WHAT TO WORK ON. Write out exactly the lines between the line containing "segment --region=bird's foot" and the end of the records, counting both ends, and leave out all pictures.

Picture annotation records

==============================

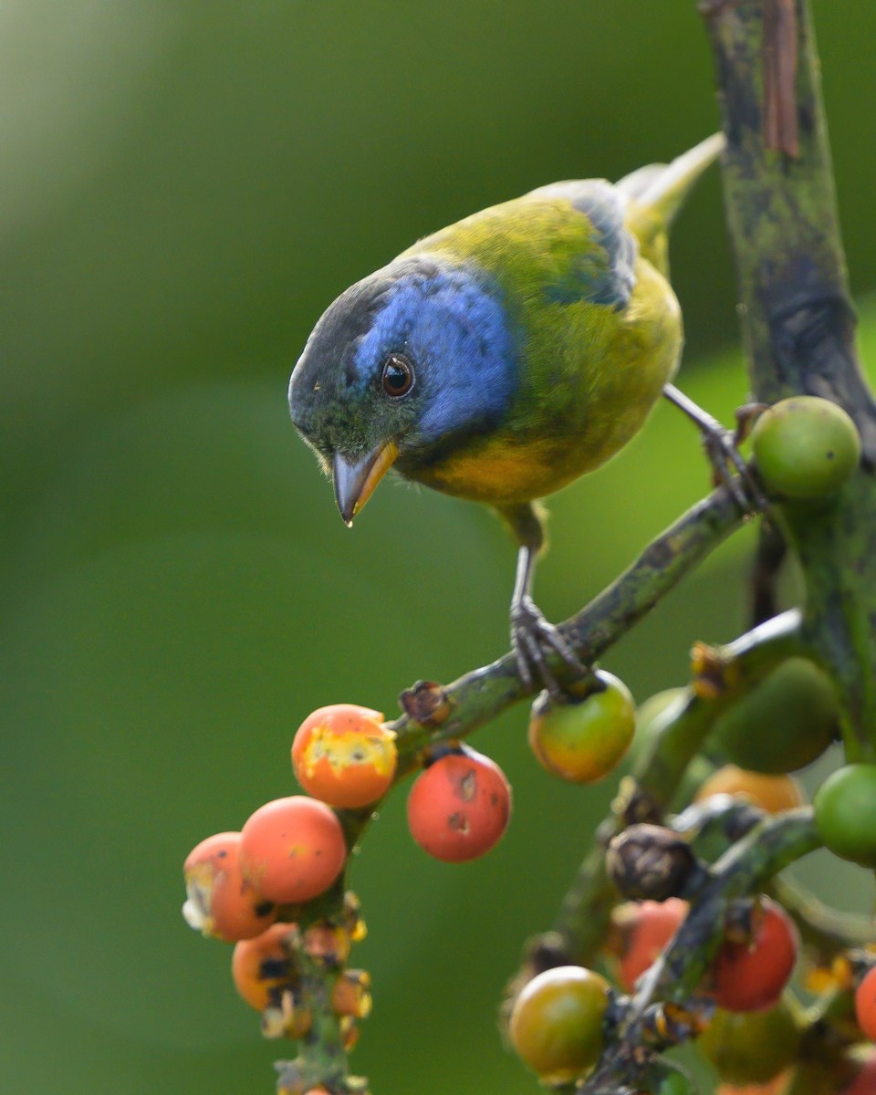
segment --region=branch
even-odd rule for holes
[[[844,705],[849,760],[876,760],[876,403],[854,343],[806,0],[707,0],[727,222],[754,395],[821,395],[854,418],[864,465],[832,507],[783,507],[805,631]],[[792,94],[793,92],[793,94]],[[764,134],[769,140],[764,141]]]
[[[590,665],[603,655],[745,519],[725,487],[679,518],[615,581],[560,625],[578,658]],[[568,667],[557,655],[548,664],[557,679],[567,677]],[[408,714],[390,724],[399,742],[395,782],[419,766],[427,747],[465,737],[531,694],[510,653],[447,688],[414,685],[402,694]],[[373,807],[342,811],[350,846],[361,838],[372,812]]]
[[[799,614],[789,611],[712,650],[712,666],[722,667],[721,677],[713,675],[707,691],[694,687],[664,712],[650,748],[643,751],[632,777],[612,805],[612,812],[599,827],[595,845],[563,900],[553,932],[530,946],[529,959],[535,967],[540,965],[538,948],[545,942],[551,948],[558,948],[566,961],[584,966],[592,961],[604,941],[616,900],[606,874],[604,851],[609,841],[634,821],[660,820],[688,764],[721,715],[780,662],[799,653]]]
[[[655,1028],[661,1029],[665,1023],[655,1023],[652,1002],[661,1002],[664,1016],[690,1016],[695,1024],[698,1010],[706,1005],[691,998],[721,945],[729,903],[758,892],[773,875],[819,845],[811,807],[804,807],[765,818],[718,860],[675,938],[643,976],[619,1036],[603,1053],[597,1071],[578,1087],[580,1095],[610,1095],[623,1090],[625,1082],[631,1090],[638,1090],[635,1081],[643,1069],[643,1057],[636,1053],[636,1047],[660,1049],[678,1040],[670,1033],[660,1046],[655,1038]]]

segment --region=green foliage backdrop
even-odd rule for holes
[[[866,0],[815,5],[853,287],[876,286]],[[394,711],[507,648],[488,514],[384,487],[344,530],[287,420],[325,304],[414,238],[554,178],[618,176],[716,127],[691,2],[10,0],[0,8],[0,1058],[4,1092],[270,1091],[230,953],[181,864],[292,788],[312,707]],[[676,233],[683,387],[745,397],[716,177]],[[871,353],[876,356],[876,347]],[[708,358],[708,360],[706,360]],[[660,407],[552,505],[539,600],[581,604],[702,493]],[[608,662],[683,679],[744,620],[745,535]],[[428,861],[388,805],[355,873],[377,1091],[527,1092],[494,1008],[610,787],[556,786],[520,710],[475,745],[516,817]]]

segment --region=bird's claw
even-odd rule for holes
[[[548,666],[545,655],[551,653],[558,654],[569,669],[579,676],[589,671],[560,631],[544,619],[529,597],[511,606],[511,647],[517,658],[517,671],[527,689],[534,687],[537,676],[552,695],[565,694]]]

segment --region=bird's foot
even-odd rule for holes
[[[544,619],[531,597],[511,604],[511,648],[517,658],[517,671],[523,684],[531,689],[540,680],[552,695],[565,695],[565,690],[548,666],[546,655],[558,654],[578,676],[590,670],[577,657],[560,631]]]

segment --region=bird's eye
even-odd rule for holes
[[[383,391],[387,395],[406,395],[414,383],[411,362],[401,354],[390,354],[383,362]]]

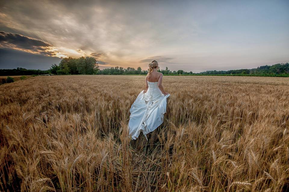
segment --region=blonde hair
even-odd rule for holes
[[[153,71],[153,69],[154,68],[156,68],[159,67],[159,64],[155,60],[154,60],[148,64],[148,73],[151,74],[151,73]]]

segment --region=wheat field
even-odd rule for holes
[[[131,141],[144,76],[36,76],[0,86],[0,189],[289,190],[289,79],[164,76],[163,123]]]

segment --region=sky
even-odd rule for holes
[[[289,1],[0,0],[0,68],[67,56],[198,72],[289,62]]]

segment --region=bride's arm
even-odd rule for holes
[[[147,79],[147,77],[148,77],[148,75],[147,75],[147,76],[145,77],[145,89],[144,92],[144,93],[146,93],[148,91],[148,80]]]
[[[162,93],[163,94],[166,95],[168,94],[168,93],[167,93],[165,91],[165,90],[163,90],[163,86],[162,85],[162,82],[163,81],[163,74],[160,75],[160,77],[159,78],[159,80],[157,82],[157,86],[159,86],[159,88],[160,88],[160,91],[162,92]]]

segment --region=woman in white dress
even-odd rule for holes
[[[157,61],[148,66],[145,90],[138,94],[129,110],[128,128],[132,139],[136,139],[141,131],[147,140],[146,135],[163,123],[166,112],[166,99],[170,94],[162,85],[163,74],[157,71],[160,68]]]

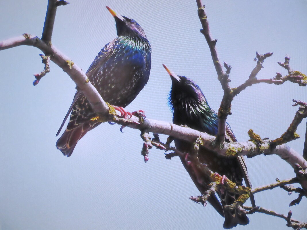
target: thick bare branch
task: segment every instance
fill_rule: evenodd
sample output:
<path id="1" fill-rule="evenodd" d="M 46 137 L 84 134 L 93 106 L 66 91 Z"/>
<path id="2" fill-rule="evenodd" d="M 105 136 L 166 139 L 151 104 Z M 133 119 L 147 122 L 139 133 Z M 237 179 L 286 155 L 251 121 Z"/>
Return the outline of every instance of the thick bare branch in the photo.
<path id="1" fill-rule="evenodd" d="M 277 213 L 274 211 L 266 209 L 262 207 L 256 207 L 253 208 L 251 207 L 244 206 L 243 208 L 247 210 L 249 210 L 246 212 L 247 214 L 251 214 L 255 213 L 261 213 L 282 218 L 287 221 L 287 226 L 288 227 L 292 227 L 293 229 L 299 230 L 307 227 L 307 222 L 301 222 L 296 220 L 291 219 L 292 213 L 291 210 L 289 211 L 288 215 L 286 216 L 283 214 Z"/>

==============================

ANSWER TO THE EXERCISE.
segment --region=bird's foot
even-odd rule for holes
[[[544,619],[531,597],[511,604],[511,648],[517,658],[517,671],[523,684],[531,689],[540,680],[552,695],[565,695],[565,690],[548,666],[546,655],[558,654],[578,676],[590,670],[577,657],[560,631]]]

segment --region=bird's eye
even-odd rule for holes
[[[383,391],[387,395],[406,395],[414,383],[411,362],[401,354],[390,354],[383,362]]]

segment --region=blonde hair
even-odd rule for holes
[[[153,71],[153,69],[154,68],[156,68],[159,67],[159,64],[155,60],[154,60],[148,64],[148,73],[151,74],[151,73]]]

segment --region=wheat field
even-odd rule for holes
[[[131,141],[144,76],[36,76],[0,86],[0,189],[289,190],[289,79],[164,76],[163,123]]]

segment --region=sky
even-odd rule for holes
[[[289,1],[0,0],[0,68],[67,56],[198,72],[289,62]]]

segment --region=bride's arm
even-odd rule for holes
[[[147,79],[147,77],[148,77],[148,75],[147,75],[147,76],[145,77],[145,89],[144,92],[144,93],[146,93],[148,91],[148,80]]]
[[[162,93],[163,94],[166,95],[168,94],[168,93],[167,93],[165,91],[165,90],[163,90],[163,86],[162,85],[162,82],[163,81],[163,74],[160,75],[160,77],[159,78],[159,80],[157,82],[157,86],[159,86],[159,88],[160,88],[160,91],[162,92]]]

segment --region=woman in white dress
even-odd rule for holes
[[[157,61],[148,66],[145,90],[138,94],[129,110],[128,128],[132,139],[136,139],[141,131],[147,140],[146,135],[163,123],[166,112],[166,99],[170,94],[162,85],[163,74],[157,71],[160,68]]]

target: thick bare branch
task: segment every instance
fill_rule: evenodd
sample output:
<path id="1" fill-rule="evenodd" d="M 46 137 L 84 134 L 93 106 L 66 91 Z"/>
<path id="2" fill-rule="evenodd" d="M 105 136 L 166 139 L 151 104 Z M 133 119 L 147 122 L 139 133 Z M 237 179 L 286 155 L 251 121 Z"/>
Return the outline of every instance of the thick bare branch in the photo.
<path id="1" fill-rule="evenodd" d="M 277 213 L 274 211 L 266 209 L 262 207 L 256 207 L 253 208 L 251 207 L 244 206 L 243 208 L 247 210 L 249 210 L 246 212 L 247 214 L 251 214 L 255 213 L 261 213 L 282 218 L 287 221 L 287 226 L 288 227 L 292 227 L 293 229 L 299 230 L 307 227 L 307 222 L 301 222 L 296 220 L 291 219 L 292 213 L 291 210 L 289 211 L 288 215 L 286 216 L 283 214 Z"/>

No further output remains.